(Dataset entries)
-- Opening Marker --
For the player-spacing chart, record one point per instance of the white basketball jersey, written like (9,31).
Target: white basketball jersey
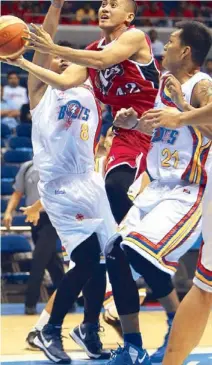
(181,154)
(64,128)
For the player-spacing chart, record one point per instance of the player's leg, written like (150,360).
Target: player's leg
(187,332)
(151,242)
(45,245)
(188,326)
(86,258)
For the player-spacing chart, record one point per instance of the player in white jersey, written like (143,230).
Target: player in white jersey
(187,332)
(165,220)
(65,127)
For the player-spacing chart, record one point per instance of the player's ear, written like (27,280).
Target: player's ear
(130,18)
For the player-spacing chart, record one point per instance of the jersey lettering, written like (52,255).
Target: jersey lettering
(129,88)
(106,77)
(165,135)
(73,110)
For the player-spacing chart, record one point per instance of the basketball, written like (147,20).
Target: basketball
(11,33)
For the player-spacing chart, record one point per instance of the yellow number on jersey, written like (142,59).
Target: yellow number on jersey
(171,159)
(84,133)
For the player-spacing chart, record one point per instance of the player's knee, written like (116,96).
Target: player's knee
(87,254)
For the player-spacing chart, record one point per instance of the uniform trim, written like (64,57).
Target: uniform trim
(202,273)
(173,239)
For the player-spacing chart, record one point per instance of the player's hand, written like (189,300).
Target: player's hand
(58,3)
(168,118)
(32,214)
(126,118)
(175,90)
(39,41)
(16,62)
(7,220)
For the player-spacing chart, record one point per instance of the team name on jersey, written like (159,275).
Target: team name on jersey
(73,110)
(165,135)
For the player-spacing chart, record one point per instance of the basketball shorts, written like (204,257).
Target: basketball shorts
(203,275)
(77,206)
(163,224)
(128,148)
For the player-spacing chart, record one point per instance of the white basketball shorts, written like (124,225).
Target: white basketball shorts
(77,206)
(163,224)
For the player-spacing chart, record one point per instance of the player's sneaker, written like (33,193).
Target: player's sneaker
(86,335)
(30,340)
(158,356)
(49,340)
(129,355)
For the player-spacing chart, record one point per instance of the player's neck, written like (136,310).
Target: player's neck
(112,34)
(183,74)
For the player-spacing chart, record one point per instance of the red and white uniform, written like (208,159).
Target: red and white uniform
(127,84)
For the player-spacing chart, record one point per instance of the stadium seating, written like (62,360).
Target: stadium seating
(20,143)
(3,205)
(5,131)
(19,220)
(17,156)
(15,243)
(6,187)
(24,130)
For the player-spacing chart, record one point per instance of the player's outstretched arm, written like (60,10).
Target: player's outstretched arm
(73,76)
(125,46)
(50,25)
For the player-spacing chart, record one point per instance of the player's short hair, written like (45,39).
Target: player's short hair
(197,36)
(132,5)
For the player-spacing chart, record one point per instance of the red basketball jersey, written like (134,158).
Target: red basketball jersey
(124,85)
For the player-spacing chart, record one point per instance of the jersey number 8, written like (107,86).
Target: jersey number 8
(84,133)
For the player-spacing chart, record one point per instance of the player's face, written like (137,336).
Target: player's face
(174,52)
(108,140)
(113,13)
(58,65)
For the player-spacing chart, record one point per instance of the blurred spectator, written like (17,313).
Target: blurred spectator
(13,92)
(9,114)
(208,66)
(157,45)
(43,234)
(86,14)
(184,9)
(153,11)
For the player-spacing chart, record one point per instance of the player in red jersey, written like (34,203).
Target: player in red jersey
(123,74)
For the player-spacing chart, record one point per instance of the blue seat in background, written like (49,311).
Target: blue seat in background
(20,143)
(17,156)
(6,187)
(3,205)
(2,143)
(15,243)
(19,220)
(24,130)
(9,172)
(5,131)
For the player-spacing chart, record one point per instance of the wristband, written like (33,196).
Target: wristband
(136,124)
(55,4)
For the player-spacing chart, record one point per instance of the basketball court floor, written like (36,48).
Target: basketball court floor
(15,326)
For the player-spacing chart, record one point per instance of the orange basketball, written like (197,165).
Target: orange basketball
(11,33)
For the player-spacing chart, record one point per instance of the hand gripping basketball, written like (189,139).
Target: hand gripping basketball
(39,41)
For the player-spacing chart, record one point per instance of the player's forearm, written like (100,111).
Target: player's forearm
(197,116)
(48,77)
(93,59)
(13,202)
(37,206)
(50,25)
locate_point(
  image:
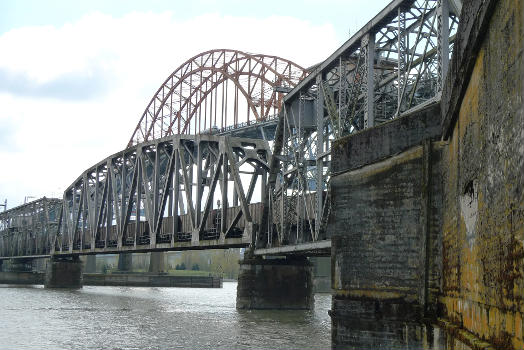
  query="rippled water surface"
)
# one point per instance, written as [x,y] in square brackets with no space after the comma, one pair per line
[153,318]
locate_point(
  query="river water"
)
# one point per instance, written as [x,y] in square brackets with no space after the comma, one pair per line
[153,318]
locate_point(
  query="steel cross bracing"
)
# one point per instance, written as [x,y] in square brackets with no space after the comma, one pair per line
[177,192]
[29,229]
[395,62]
[215,91]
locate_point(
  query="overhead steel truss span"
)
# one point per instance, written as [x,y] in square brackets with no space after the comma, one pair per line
[215,90]
[159,192]
[161,195]
[395,63]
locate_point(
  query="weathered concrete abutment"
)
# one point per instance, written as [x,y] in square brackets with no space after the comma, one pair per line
[483,173]
[428,209]
[275,284]
[64,273]
[386,223]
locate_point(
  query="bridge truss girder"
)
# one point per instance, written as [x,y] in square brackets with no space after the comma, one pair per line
[395,63]
[29,229]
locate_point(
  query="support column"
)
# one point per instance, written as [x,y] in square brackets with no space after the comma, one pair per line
[90,266]
[275,284]
[125,262]
[64,273]
[157,262]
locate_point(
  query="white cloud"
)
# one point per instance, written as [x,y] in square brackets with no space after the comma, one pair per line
[71,96]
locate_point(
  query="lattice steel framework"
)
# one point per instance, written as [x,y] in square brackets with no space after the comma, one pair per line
[215,90]
[396,62]
[29,229]
[160,195]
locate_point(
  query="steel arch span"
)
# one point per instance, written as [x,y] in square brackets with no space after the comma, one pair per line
[217,89]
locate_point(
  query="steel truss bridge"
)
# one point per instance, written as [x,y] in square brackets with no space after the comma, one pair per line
[233,150]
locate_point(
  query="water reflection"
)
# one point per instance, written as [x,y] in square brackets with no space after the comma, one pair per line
[153,318]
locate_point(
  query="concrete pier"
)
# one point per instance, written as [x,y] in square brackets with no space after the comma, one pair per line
[125,262]
[275,284]
[64,273]
[157,262]
[90,264]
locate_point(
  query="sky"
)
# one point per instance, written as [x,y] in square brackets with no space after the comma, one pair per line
[76,76]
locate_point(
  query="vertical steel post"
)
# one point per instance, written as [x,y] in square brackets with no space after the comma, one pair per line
[368,42]
[442,42]
[319,156]
[401,64]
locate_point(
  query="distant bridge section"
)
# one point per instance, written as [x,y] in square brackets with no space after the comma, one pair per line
[30,229]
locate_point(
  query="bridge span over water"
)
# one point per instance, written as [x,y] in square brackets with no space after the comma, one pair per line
[343,159]
[234,149]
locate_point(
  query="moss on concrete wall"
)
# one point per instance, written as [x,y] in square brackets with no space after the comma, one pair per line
[483,219]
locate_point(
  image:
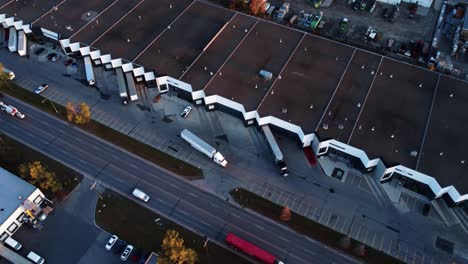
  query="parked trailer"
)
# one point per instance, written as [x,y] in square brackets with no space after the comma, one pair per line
[205,148]
[278,155]
[122,86]
[89,71]
[131,86]
[251,249]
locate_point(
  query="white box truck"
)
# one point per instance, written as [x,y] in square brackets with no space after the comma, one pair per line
[89,71]
[200,145]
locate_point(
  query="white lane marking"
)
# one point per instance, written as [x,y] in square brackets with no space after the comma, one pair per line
[214,205]
[173,185]
[203,222]
[161,201]
[194,195]
[183,212]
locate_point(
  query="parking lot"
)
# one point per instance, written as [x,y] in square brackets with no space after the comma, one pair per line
[69,235]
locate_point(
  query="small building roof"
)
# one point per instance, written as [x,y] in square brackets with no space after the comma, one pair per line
[13,192]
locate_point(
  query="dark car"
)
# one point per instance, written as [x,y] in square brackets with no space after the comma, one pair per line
[53,57]
[39,51]
[119,247]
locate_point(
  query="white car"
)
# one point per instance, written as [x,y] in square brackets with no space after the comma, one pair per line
[128,250]
[111,242]
[19,115]
[55,57]
[186,111]
[41,88]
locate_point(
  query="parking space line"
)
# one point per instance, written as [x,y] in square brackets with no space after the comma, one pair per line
[279,196]
[162,32]
[336,223]
[113,25]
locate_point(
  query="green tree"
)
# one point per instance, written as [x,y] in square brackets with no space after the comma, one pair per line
[38,175]
[3,75]
[70,112]
[174,250]
[80,114]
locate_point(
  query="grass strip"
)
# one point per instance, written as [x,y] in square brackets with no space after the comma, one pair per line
[138,226]
[312,229]
[14,153]
[126,142]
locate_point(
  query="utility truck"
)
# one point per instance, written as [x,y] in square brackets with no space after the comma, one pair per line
[200,145]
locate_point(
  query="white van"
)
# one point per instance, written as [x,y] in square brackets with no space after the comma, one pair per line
[13,243]
[35,258]
[140,195]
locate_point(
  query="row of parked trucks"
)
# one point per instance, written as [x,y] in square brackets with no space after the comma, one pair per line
[125,81]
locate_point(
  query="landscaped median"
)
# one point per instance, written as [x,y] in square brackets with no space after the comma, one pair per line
[311,228]
[126,142]
[145,229]
[56,180]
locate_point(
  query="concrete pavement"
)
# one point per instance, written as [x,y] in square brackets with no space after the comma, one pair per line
[199,210]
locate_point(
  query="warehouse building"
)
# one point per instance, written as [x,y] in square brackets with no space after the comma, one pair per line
[381,115]
[20,202]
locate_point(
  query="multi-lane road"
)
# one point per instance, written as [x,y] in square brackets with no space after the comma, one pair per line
[199,210]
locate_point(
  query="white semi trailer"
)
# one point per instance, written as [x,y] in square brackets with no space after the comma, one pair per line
[122,87]
[89,71]
[131,86]
[200,145]
[278,155]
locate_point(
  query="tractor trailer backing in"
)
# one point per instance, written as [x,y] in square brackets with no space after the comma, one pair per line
[89,71]
[278,155]
[200,145]
[122,87]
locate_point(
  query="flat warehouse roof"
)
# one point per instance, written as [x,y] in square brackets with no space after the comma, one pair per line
[218,51]
[175,50]
[267,47]
[342,113]
[307,83]
[29,10]
[393,119]
[4,2]
[131,35]
[72,15]
[445,154]
[117,10]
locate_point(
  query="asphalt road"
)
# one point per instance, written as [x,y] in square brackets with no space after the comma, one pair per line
[172,196]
-- Closing Marker --
### BRIEF:
Out of the records, collect only those lines that contain the string "trailer".

### SOLVED EXERCISE:
  query="parked trailer"
  query="white semi trailer"
  query="tractor trailer backing in"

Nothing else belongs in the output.